• **Tasks to perform**:
A - Quote the article on the Fed rate cut and bubble concerns word for word, from "But the BIS" up to and including "gold as no-brainer.".
B - Extend the article on the Fed rate cut and bubble concerns, picking up from the point where it stops.

• **Excerpted passage**:
____

Fed cuts rates, feeds markets’ liquidity addiction as bubble concerns rise
(Originally published Dec. 11 in “What in the World“) The central bank to the world’s central banks is getting even more worried.
The Basel-based Bank for International Settlements, fresh from sounding an alarm over the build-up of exotic derivatives bought with borrowed cash, is now concerned about a much more fundamental peril: a bubble in stocks and gold. “The past few quarters represent the only time in at least the last 50 years in which gold and equities have entered this territory simultaneously,” the BIS said. “Following its explosive phase, a bubble typically bursts with a sharp and swift correction.”
In its latest quarterly report, the BIS warns that retail investors have bid up the price of stocks—and stocks related to AI in particular—far higher than makes sense. No surprise there: the BIS’ alarm only adds its voice to what the IMF and many others have been saying for a while. While institutional investors have been selling off some of their stocks, retail investors have been buying more.
But the BIS also worries retail investors have been buying gold with a zeal also beyond reason. The World Gold Council says it’s seeing record inflows this year into gold ETFs. One reason investors are snapping up gold is concerns about growing government debt and how it could weaken the fundamental value of currencies, a concern made vividly real in the U.S. by persistent inflation. Combined with the likelihood that the U.S. Federal Reserve will need to cut interest rates to offset a weakening job market, thus lowering the return on cash, investors see gold as no-brainer.
Regular readers will recall that only last week the new head of the BIS was worrying about the level of hedge fund activity in derivatives for government bonds. BIS General Manager Pablo Hernández de Cos warned in a speech at the London School of Economics that authorities need to rein in the amount of leverage hedge funds are using in the market for government-bond derivatives.

____

[Extracted material]
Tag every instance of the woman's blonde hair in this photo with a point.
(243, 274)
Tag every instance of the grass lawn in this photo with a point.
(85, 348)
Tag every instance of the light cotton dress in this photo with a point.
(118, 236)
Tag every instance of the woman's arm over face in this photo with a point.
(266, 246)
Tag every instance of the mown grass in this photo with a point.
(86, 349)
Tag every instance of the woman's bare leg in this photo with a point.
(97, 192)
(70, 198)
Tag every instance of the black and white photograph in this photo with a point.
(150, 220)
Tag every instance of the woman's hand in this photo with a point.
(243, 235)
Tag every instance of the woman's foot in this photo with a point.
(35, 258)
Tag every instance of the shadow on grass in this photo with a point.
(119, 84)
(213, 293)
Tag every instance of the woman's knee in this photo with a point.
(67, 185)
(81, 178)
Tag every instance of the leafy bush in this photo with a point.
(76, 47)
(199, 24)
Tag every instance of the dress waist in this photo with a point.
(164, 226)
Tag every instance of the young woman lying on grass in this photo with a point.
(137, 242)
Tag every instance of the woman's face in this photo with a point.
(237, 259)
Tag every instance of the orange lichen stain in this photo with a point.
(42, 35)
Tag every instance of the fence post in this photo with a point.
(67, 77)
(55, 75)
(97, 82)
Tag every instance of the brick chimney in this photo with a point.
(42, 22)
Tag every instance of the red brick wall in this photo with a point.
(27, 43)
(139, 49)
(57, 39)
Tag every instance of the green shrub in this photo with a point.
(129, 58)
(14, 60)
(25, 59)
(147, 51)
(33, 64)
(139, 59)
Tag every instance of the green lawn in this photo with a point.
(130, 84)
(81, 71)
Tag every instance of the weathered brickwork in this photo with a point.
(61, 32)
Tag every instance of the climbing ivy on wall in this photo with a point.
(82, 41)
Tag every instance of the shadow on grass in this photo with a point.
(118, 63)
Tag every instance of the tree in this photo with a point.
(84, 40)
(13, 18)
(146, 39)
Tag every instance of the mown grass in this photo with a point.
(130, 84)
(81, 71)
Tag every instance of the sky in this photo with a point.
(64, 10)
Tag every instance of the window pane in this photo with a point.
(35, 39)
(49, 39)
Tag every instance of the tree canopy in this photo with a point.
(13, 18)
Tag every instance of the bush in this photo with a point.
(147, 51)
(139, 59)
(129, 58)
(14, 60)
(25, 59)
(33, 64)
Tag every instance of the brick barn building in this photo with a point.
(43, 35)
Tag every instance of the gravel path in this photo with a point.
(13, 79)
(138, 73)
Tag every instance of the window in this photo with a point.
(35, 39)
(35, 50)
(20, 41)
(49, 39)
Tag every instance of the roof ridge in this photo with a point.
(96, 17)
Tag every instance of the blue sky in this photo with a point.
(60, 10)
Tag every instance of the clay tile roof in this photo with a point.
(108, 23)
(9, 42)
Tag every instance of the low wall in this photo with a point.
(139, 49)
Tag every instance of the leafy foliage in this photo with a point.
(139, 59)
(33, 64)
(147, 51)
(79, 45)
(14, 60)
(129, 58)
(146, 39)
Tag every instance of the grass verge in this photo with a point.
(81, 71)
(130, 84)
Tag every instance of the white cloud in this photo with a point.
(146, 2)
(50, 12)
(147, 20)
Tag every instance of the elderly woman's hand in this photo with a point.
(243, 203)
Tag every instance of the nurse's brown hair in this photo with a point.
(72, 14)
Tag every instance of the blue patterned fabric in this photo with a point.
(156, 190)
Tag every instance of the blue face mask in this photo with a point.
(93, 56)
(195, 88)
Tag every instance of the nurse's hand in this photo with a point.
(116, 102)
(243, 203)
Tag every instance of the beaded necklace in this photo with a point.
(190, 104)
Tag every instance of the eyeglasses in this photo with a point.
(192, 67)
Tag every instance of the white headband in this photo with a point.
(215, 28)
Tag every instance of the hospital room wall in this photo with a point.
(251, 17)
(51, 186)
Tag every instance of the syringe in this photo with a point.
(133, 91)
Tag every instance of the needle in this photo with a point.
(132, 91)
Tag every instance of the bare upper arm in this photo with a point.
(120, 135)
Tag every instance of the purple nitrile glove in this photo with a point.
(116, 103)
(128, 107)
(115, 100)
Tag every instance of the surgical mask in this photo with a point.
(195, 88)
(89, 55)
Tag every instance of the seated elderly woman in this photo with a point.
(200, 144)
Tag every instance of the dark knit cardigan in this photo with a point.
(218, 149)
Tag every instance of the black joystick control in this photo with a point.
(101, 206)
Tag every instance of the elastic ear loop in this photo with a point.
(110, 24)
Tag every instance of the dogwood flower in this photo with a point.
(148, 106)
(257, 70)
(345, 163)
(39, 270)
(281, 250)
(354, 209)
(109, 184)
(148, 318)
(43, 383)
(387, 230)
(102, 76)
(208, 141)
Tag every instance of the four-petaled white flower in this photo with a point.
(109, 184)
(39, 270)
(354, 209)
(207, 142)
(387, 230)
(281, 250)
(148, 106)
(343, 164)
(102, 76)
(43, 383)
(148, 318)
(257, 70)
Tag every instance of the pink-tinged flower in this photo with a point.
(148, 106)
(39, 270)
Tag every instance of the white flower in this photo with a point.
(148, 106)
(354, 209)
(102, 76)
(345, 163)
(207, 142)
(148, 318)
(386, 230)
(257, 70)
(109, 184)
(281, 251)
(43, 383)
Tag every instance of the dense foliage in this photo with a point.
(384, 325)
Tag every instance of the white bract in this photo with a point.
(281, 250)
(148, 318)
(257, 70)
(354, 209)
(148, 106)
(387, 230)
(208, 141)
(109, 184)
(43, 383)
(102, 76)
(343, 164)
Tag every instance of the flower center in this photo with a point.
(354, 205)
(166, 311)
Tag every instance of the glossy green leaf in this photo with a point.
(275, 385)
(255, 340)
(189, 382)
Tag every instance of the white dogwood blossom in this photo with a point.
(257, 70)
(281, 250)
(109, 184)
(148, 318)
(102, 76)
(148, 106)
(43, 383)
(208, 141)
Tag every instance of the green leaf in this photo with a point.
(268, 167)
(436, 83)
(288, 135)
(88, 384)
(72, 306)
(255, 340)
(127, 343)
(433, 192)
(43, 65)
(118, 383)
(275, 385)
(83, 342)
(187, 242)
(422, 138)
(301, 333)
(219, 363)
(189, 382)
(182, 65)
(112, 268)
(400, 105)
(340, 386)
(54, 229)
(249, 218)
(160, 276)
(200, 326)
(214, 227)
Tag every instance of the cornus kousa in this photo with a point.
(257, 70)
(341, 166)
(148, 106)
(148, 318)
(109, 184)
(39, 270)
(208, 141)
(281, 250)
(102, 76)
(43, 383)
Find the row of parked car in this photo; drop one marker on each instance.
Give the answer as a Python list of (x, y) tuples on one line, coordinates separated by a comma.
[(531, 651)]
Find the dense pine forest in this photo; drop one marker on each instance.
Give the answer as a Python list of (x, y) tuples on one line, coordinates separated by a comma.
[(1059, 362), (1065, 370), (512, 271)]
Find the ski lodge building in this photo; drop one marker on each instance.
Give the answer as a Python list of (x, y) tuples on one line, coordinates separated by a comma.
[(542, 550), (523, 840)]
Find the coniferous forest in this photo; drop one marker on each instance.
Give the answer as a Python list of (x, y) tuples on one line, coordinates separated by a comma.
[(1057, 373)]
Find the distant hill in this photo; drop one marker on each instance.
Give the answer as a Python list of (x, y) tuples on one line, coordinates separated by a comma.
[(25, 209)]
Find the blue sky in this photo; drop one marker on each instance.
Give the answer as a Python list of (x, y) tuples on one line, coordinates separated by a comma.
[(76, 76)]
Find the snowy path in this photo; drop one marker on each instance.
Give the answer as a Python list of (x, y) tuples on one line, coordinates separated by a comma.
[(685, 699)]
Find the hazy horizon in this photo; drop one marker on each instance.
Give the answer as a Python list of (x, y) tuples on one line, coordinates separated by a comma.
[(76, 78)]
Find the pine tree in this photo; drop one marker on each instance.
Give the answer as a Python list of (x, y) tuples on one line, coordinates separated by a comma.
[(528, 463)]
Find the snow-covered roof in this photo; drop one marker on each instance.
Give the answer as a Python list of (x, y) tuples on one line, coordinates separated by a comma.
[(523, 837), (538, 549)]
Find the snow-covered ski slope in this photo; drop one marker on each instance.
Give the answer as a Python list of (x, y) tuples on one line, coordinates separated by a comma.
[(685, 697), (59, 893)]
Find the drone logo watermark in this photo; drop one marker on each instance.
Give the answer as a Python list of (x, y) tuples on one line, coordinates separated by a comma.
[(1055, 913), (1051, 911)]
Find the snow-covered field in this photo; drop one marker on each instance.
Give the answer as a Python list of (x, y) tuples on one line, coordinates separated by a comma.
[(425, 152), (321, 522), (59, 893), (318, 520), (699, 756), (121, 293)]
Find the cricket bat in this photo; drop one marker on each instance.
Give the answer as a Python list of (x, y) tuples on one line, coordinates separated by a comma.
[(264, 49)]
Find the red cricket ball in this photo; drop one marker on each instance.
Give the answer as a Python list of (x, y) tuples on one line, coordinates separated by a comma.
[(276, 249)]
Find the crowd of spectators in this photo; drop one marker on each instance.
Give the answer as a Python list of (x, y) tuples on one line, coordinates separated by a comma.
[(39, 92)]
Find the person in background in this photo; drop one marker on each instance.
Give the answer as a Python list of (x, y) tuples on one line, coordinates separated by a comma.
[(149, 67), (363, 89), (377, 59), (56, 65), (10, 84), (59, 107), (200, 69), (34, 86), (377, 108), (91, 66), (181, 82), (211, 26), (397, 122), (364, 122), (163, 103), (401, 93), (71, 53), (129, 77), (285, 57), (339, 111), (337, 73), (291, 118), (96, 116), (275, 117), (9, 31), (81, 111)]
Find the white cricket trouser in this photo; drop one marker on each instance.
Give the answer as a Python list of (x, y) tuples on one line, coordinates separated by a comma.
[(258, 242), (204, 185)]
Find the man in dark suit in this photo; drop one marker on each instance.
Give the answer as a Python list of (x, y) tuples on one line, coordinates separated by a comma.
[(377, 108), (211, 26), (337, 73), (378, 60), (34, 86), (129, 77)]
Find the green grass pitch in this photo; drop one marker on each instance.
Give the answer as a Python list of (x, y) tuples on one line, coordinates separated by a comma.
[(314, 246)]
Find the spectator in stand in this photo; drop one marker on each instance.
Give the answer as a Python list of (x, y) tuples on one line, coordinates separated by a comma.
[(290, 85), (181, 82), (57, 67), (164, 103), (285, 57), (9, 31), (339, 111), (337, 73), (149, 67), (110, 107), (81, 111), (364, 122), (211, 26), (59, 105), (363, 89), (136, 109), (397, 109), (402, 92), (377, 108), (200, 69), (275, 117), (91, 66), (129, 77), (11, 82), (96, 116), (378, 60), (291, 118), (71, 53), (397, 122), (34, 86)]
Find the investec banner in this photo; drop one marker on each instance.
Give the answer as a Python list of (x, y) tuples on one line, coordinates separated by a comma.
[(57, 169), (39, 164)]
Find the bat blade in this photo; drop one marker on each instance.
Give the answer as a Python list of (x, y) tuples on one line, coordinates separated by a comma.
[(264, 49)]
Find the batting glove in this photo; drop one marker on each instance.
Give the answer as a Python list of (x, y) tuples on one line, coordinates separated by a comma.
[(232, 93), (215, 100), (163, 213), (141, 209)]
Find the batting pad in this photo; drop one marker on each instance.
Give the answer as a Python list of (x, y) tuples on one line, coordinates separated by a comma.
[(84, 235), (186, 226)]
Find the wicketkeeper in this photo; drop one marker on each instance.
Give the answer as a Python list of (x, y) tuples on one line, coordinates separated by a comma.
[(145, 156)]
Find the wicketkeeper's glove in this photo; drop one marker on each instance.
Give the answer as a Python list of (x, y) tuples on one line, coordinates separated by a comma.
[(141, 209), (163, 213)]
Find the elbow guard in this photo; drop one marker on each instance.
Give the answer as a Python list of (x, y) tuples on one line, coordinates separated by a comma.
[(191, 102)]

____

• **Task-by-task results**:
A -
But the BIS also worries retail investors have been buying gold with a zeal also beyond reason. The World Gold Council says it’s seeing record inflows this year into gold ETFs. One reason investors are snapping up gold is concerns about growing government debt and how it could weaken the fundamental value of currencies, a concern made vividly real in the U.S. by persistent inflation. Combined with the likelihood that the U.S. Federal Reserve will need to cut interest rates to offset a weakening job market, thus lowering the return on cash, investors see gold as no-brainer.

B -
De Cos warned that, with government’s ramping up their debt levels to buy more weapons to counter Russia and care for their ageing populations, they can’t afford to risk having the derivatives market crash the party. Reining in leverage among non-bank financial institutions, de Cos said, should be a “key policy priority.”
The Fed, while delivering another 0.25 basis point rate cut, also announced Wednesday that it would try to relieve the growing strain in money markets by launching a new, $40 billion program to buy short-term T-bills.
The new program follows the Fed’s announcement early last month that it was ending its policy of “quantitative tightening,” in which it sold U.S. government bonds it bought with imaginary dollars when the economy was struggling, or let them mature without buying new ones. That effort was slowly draining cash from the economy, exacerbating a shortage of cash among banks and raising the risk of sudden shocks.
But announcing the end of QT didn’t provide the immediate relief many thought it might. The Fed had been letting bonds it held mature without rolling them over, i.e. buying new ones to replace them. After ending QT, it started using the proceeds of maturing asset-backed securities from federal agencies to buy short-term U.S. Treasury bonds, or T-bills. Even though this would inject $15 billion into the market, a key gauge of liquidity continued to worsen. So now the Fed is tossing the market another $40 billion.
Maybe that’ll work. But with increasingly leveraged investors now worried the Fed will hold off rewarding them with any more interest-rate cuts until at least April, the market’s liquidity junkies may soon be baying for another fix.